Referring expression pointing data
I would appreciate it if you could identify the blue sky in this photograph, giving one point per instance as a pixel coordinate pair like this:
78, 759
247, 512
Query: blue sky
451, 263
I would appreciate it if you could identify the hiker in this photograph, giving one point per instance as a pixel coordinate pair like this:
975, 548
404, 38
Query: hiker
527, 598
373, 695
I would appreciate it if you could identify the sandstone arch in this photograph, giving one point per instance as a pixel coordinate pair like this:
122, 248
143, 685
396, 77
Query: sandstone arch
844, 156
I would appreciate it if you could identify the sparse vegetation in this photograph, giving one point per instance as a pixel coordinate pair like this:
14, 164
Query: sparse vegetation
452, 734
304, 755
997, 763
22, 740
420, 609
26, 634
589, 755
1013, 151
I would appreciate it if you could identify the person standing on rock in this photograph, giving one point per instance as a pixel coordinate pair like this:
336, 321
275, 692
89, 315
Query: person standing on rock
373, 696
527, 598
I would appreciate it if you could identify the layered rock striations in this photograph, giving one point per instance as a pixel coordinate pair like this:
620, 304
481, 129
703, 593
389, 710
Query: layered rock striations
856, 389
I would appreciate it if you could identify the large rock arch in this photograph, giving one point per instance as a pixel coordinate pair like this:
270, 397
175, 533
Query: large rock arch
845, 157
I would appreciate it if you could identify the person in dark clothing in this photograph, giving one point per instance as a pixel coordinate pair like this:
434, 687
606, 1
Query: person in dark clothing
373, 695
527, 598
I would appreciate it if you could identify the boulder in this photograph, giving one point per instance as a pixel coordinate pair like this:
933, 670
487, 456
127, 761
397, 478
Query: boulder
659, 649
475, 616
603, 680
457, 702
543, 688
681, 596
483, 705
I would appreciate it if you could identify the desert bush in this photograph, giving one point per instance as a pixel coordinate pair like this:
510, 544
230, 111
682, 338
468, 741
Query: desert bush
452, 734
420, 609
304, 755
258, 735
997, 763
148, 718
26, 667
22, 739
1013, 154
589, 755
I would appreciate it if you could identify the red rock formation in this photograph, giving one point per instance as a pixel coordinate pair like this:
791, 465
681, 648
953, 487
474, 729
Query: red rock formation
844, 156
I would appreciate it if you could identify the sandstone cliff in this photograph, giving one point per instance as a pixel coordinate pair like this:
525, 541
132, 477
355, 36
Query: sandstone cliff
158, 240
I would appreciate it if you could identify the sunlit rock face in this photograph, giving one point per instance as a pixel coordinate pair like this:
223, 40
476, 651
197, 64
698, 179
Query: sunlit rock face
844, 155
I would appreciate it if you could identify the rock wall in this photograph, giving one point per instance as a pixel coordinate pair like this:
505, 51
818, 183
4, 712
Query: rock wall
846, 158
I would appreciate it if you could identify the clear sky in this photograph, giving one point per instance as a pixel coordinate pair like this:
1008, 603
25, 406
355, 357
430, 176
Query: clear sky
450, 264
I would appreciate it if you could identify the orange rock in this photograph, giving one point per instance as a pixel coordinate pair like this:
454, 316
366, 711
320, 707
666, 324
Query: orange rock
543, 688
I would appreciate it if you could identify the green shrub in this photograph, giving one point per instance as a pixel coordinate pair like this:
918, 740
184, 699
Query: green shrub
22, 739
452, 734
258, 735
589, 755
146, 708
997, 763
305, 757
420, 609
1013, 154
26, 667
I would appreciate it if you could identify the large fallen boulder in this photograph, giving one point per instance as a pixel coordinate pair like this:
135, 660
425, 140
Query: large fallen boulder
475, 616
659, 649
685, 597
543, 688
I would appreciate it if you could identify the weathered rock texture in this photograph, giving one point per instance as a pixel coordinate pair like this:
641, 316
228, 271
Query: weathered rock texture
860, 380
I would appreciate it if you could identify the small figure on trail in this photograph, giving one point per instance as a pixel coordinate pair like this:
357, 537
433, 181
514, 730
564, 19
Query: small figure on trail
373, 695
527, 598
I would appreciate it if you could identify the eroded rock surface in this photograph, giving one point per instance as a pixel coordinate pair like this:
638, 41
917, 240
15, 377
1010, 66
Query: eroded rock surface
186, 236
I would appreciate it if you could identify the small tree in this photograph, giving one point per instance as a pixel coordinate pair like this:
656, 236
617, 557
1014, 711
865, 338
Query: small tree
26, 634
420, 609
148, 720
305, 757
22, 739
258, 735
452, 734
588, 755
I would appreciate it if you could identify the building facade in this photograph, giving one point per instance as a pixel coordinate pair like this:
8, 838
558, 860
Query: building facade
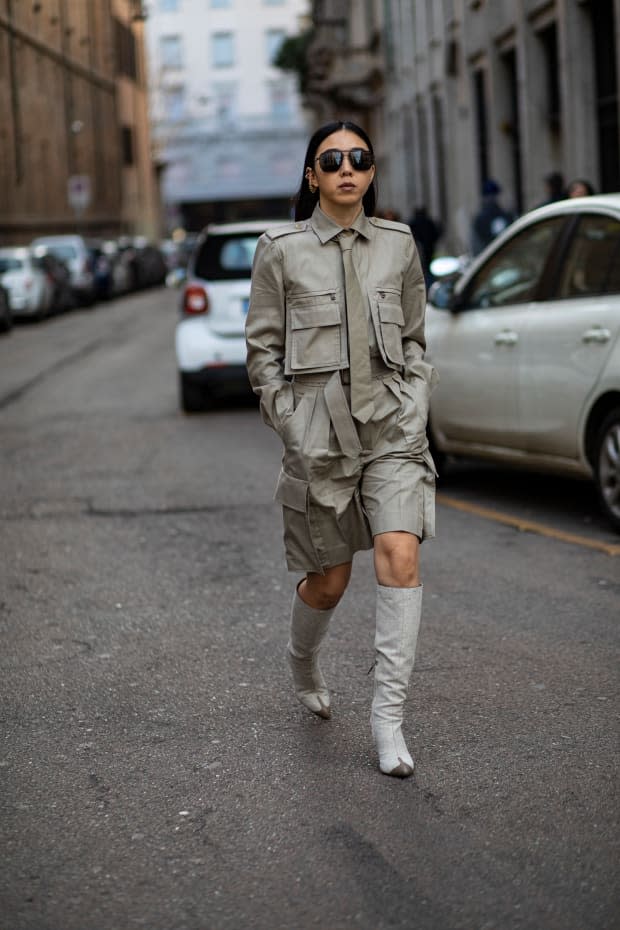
459, 91
228, 125
74, 132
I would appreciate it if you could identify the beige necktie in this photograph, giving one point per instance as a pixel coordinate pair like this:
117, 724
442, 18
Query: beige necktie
362, 405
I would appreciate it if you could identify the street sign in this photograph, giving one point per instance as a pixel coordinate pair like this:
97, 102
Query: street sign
78, 191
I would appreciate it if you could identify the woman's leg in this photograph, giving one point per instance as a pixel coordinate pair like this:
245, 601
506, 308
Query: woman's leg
314, 602
324, 591
397, 557
399, 606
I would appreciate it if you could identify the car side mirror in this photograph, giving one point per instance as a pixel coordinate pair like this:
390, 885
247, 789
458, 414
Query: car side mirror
441, 294
176, 277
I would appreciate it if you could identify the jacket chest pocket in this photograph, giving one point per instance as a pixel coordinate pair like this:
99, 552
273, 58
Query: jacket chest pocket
315, 332
391, 322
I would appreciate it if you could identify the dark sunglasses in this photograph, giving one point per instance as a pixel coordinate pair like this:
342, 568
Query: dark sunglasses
331, 160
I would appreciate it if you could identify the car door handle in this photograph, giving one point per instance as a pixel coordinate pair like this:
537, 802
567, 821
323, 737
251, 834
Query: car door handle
596, 334
506, 338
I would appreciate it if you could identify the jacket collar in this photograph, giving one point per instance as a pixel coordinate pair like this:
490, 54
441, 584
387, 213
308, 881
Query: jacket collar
327, 229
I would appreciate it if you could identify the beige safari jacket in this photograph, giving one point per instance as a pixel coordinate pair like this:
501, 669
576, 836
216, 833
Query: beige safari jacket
296, 322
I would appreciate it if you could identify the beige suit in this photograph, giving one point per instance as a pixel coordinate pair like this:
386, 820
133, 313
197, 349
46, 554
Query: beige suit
342, 482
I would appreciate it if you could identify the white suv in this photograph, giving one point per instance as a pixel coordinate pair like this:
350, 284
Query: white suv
210, 337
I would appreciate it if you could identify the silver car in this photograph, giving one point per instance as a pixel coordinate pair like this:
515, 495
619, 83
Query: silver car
209, 338
527, 346
30, 291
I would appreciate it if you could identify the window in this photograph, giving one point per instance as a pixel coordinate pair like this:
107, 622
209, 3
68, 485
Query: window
223, 49
171, 51
512, 275
127, 145
126, 61
592, 265
226, 258
280, 99
174, 101
273, 40
225, 100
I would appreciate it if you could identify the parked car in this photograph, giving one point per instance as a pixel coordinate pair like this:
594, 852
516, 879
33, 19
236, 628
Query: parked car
527, 345
146, 263
6, 317
29, 289
74, 251
210, 341
59, 278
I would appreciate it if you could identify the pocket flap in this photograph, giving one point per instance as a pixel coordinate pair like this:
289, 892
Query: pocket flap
292, 492
327, 314
391, 313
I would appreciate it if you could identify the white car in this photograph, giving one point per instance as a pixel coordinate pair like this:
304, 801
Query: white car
210, 337
527, 346
29, 289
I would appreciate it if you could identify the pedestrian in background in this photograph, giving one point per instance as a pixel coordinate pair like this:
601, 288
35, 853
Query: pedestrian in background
335, 338
426, 233
491, 219
554, 186
579, 188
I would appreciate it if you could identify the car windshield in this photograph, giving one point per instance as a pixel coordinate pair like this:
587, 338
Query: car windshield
10, 264
65, 252
226, 257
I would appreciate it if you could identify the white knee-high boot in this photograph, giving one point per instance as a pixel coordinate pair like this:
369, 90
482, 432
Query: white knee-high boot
398, 621
308, 628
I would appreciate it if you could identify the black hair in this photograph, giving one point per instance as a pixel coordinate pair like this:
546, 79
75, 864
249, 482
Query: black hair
305, 200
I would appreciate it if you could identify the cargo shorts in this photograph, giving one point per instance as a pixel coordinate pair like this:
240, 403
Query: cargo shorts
343, 482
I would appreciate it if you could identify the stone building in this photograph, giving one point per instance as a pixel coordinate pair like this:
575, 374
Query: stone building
227, 124
458, 91
74, 133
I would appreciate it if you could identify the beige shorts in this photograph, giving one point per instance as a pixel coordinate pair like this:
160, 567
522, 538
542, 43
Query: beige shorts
344, 482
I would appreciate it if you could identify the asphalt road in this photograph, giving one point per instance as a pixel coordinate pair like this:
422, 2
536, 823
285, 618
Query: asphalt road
156, 770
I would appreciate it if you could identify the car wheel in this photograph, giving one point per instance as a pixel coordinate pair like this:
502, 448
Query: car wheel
194, 398
607, 467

- **TASK REQUIREMENTS**: The response should be an exact copy of the lines from the one with "Query: beige shorts" through the end of the data, with no other text.

- **REPLY**:
Query: beige shorts
344, 482
I would appreciate it if you could identify the asphalt road in this photograph, giving one point per instance as a pixel coordinate pair like this:
422, 2
536, 823
285, 618
Query: asphalt road
156, 770
I would appreciate it if you could identify the car wheel in this photograph, giving one point per instance as a pixel coordinate pair like this:
502, 448
Query: car wheel
194, 398
607, 467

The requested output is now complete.